>> Begin DOCUMENT EXTRACT
Education (Schools, Tutoring, Training, Free Schools)

A wide range from direct municipal use to free schools and private university satellite campuses

Educational reuse of abandoned schools divides into direct municipal conversion (community education facilities, community centers) and private-sector leasing or acquisition for free schools, tutoring centers, and corporate training facilities.

Diverse Educational Uses

Free schools: Learning support for children with school refusal or developmental disabilities. The spacious environment enables diverse curricula combining agriculture, art, and sports.

Corporate and university training centers: Retreat-style training in locations with appropriate distance from urban centers. Combined with lodging, residential programs become possible.

Language schools and international schools: Using rural abandoned schools as English villages or international education hubs to meet demand for language and international education.

Educational uses tend to have lower profitability, but the social value of providing educational opportunities in the community is highly valued. Free schools in particular can access subsidies and free leases through collaboration with education authorities.


Industry (Factories, Offices, IT, Agriculture)

A rapidly growing category. High profitability but community contribution strategies are needed for administrative scoring

Industrial reuse offers the highest profitability of the five categories. In particular, the following business types have emerged as new trends:

Representative Industrial Uses

Satellite offices and co-working spaces: Regional bases for urban companies' distributed work and remote work. Classrooms are commonly converted into private offices. Rental income and operational fees provide stable revenue.

Agriculture and food processing (sixth-sector integration): Using school kitchens, science labs, and agricultural land to develop agricultural processing, food manufacturing, and direct sales. Combines agricultural revitalization with local employment creation.

Data centers and server rooms: Converting abandoned schools into IT infrastructure facilities through electrical capacity upgrades and cooling system installation. Power costs are a challenge, but the model attracts attention for regional land use and employment.
>> End DOCUMENT EXTRACT
# PROBLEM DESCRIPTION
Resume the text on reusing abandoned schools, starting right after its last sentence. The lines after this one come from a different source.
>> Begin ENTRIES SHOWN
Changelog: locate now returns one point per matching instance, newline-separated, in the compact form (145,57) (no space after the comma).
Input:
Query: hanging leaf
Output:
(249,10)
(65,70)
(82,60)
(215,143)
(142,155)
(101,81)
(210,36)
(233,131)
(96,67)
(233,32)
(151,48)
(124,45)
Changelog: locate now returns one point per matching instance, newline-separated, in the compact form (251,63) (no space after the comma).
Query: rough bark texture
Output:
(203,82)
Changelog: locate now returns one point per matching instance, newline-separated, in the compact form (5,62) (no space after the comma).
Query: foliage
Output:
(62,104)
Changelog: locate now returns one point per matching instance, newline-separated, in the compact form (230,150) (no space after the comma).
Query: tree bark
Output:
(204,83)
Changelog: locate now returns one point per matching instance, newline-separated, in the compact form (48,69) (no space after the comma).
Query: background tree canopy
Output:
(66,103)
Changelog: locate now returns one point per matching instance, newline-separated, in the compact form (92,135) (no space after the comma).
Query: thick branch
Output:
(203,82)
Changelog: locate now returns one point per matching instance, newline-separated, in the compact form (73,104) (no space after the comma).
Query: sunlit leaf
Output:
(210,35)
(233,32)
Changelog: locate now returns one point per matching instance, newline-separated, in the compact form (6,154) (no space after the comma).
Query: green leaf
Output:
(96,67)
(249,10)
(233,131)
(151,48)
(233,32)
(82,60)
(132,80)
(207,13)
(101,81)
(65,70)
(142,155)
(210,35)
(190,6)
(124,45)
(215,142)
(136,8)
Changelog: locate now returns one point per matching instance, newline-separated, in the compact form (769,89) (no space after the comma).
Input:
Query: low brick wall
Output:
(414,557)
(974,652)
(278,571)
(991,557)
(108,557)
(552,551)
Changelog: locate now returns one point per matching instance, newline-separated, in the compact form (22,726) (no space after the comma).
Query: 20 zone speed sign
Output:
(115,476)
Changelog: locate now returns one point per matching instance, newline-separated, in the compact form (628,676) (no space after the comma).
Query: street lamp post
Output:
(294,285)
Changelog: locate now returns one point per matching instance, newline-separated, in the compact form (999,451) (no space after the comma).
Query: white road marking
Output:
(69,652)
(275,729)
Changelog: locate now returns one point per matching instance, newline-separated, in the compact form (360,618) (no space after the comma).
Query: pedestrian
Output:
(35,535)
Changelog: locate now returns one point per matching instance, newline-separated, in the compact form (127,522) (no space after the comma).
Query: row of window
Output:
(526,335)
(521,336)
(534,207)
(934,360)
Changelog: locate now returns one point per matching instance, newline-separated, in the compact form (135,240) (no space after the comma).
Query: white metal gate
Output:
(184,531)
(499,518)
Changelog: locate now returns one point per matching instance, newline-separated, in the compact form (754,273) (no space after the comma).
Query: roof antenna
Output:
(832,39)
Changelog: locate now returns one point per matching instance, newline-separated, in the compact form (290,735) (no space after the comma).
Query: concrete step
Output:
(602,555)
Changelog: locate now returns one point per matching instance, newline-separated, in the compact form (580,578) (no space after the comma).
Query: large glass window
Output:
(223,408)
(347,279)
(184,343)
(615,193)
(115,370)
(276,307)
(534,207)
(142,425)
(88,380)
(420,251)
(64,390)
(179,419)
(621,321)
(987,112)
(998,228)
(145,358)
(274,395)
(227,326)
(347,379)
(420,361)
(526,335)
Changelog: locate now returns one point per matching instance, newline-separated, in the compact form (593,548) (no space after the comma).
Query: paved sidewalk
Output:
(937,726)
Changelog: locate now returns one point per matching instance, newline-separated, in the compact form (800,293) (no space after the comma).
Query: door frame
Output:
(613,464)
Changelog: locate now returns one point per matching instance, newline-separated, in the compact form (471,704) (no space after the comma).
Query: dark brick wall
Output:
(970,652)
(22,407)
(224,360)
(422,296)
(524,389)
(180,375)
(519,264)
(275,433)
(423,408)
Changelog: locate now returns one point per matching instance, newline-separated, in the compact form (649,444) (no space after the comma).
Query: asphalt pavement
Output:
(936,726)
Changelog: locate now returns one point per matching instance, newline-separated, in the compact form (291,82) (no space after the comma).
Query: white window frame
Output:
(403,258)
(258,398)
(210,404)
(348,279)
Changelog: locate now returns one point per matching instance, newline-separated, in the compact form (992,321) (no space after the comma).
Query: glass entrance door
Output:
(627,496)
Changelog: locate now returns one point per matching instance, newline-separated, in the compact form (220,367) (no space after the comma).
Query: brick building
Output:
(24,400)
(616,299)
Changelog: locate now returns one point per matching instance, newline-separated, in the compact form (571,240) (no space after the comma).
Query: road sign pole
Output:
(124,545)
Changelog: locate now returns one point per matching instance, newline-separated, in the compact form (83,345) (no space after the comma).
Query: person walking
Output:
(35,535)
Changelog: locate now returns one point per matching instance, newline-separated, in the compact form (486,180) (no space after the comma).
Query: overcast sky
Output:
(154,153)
>> End ENTRIES SHOWN
# RESPONSE FOR THIS EXERCISE
Administrative Review Challenges for Industrial Use

Industrial use offers high profitability, but the "community contribution" evaluation in administrative reviews is the key challenge. Simple warehouse or factory use alone makes the social significance of abandoned school revitalization difficult to demonstrate.

To achieve high administrative scoring, proposals should incorporate: "local employment creation (how many local hires?)," "collaboration with local businesses (local procurement ratio)," and "community access (facility tours, experience programs, etc.)."


Tourism (Lodging, Experience, F&B)

High-value businesses leveraging the unique atmosphere of abandoned schools. Visitor acquisition risk and seasonal variation

Tourism reuse capitalizes on abandoned schools' unique appeal — "Showa-era nostalgia," spacious facilities, and natural surroundings — to achieve high per-unit revenue models.

Representative Tourism Uses

Abandoned school hotels and guesthouses: Converting classrooms into hotel rooms or dormitories. The "experience of staying in an abandoned school" becomes a distinctive content offering.

Outdoor experience facilities: Programs combining camping, canoeing, and rock climbing in combination with indoor facilities. Schoolyards and gymnasiums are primary assets.

Agri-tourism (agricultural stay): Combining agricultural experiences with lodging. Meets inbound tourist demand for rural experiences.

Profitability Risk and Location Dependency

Tourism uses command high per-unit revenue, but carry significant visitor acquisition risk and seasonal variation. Stable visitor flow is difficult to achieve without proximity to population centers (suburban locations) or rich tourism resources (hot springs, natural scenery, cultural heritage).

For rural and depopulating areas, securing initial visitor numbers is the greatest challenge. Building a visitor base through SNS marketing, travel agency partnerships, and grants (Japan Tourism Agency, MAFF agri-tourism subsidies) is necessary.


Mixed Models

Case studies combining 2–3 industry types. Achieving both revenue stability and community needs alignment

One of the most consistently successful abandoned school reuse approaches is the mixed model. Combining multiple industry types in one facility enables revenue stabilization, diversification of user bases, and multi-faceted responses to community needs.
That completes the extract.